ТЕКСТ ДЛЯ ЧТЕНИЯ:
----

Поскольку исторические прецеденты существуют, хотя и не столь широко распространенные, как утверждал Тридентский собор, насколько эта практика должна быть общеупотребительной? Чтобы ответить на этот вопрос, Хемниц возвращается к повествованию об установлении Таинства, которое представляет собой «норму и правило»20. Хемниц не одобряет сохранение Даров и высказывает несколько доводов в пользу своей точки зрения.
 
Во-первых, исходя из описания Тайной Вечери, Хемниц делает вывод: «Следовательно, с описанием установления и примером Христа лучше согласуется произносить слова установления и тем самым благословлять Евхаристию на месте и во время Причастия в присутствии тех, кто будет причащен, а не в другом месте и в другое время в отсутствие тех, кому оно будет предложено»21. Второй аргумент обращает внимание на характер слов установления. Слова «примите», «ядите», «творите» и т. п. обращены не к Дарам, а к тем, кто приступает к Причастию22. Следовательно, освящение Дары в отсутствие причастников не согласуется с установлением. В-третьих, Вечеря Господня — это не лекарство, которое следует принимать в тишине, она непременно сопровождается словами. Разделение слов установления и причащения нарушает тесную связь между Причастием и провозглашением смерти Христа. В-четвертых, больные нуждаются в утешении, а лучшее утешение для них — Слова Установления. В-пятых, если Дары не сохраняются, не возникает и вопроса о том, что они представляют собой вне использования, который «нарушает простоту учения и веры относительно Евхаристии». Наконец, в-шестых, поскольку Рим пытается сделать эту практику обязательной, в знак христианской свободы и в качестве протеста против этой попытки связать совесть узами лютеране отвергают этот канон Тридентского собора.

----

НАБОР ДАННЫХ:
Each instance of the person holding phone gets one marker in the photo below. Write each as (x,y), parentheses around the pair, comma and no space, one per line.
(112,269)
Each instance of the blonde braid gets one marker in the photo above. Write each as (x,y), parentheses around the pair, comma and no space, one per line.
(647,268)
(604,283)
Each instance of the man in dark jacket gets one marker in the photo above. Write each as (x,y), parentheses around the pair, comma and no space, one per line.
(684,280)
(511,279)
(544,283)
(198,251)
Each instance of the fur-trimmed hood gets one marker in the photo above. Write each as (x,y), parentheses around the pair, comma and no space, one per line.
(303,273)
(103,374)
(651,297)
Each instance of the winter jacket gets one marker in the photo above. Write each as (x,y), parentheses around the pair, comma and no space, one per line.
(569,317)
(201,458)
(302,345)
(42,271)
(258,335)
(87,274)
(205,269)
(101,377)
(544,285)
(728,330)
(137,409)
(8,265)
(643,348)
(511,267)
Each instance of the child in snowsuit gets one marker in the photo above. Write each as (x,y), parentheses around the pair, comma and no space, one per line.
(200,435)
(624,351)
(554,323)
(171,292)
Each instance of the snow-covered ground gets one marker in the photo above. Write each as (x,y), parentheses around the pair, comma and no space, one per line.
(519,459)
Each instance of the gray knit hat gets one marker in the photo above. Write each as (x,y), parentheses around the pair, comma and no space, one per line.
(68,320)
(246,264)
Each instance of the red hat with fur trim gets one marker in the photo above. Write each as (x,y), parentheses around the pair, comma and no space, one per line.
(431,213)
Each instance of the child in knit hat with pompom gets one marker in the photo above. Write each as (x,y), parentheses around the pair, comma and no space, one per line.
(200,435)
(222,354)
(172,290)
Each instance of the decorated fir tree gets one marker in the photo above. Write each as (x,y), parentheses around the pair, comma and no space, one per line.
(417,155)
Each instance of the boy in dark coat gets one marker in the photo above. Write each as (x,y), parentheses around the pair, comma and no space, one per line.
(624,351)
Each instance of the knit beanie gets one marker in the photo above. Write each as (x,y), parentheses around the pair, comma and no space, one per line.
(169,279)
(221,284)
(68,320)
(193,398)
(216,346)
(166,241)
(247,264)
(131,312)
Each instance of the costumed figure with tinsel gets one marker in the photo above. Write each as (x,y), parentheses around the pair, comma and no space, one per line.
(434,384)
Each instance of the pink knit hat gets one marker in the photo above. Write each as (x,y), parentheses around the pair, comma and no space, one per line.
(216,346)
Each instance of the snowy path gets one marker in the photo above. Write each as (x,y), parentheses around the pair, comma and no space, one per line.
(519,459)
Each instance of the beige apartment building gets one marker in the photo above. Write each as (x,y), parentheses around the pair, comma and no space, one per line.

----

ЧТО НУЖНО СДЕЛАТЬ:
A - Что в тексте о сохранении Даров названо лучшим утешением для больных?
B - Воспроизведите фрагмент текста о сохранении Даров, начиная со слов «Поскольку исторические прецеденты» и далее до слов «своей точки зрения.» включительно.
Эти строки для выполнения заданий не требуются.

ОТВЕТЫ ПО ЗАДАНИЯМ:
A - Слова Установления.

B -
Поскольку исторические прецеденты существуют, хотя и не столь широко распространенные, как утверждал Тридентский собор, насколько эта практика должна быть общеупотребительной? Чтобы ответить на этот вопрос, Хемниц возвращается к повествованию об установлении Таинства, которое представляет собой «норму и правило»20. Хемниц не одобряет сохранение Даров и высказывает несколько доводов в пользу своей точки зрения.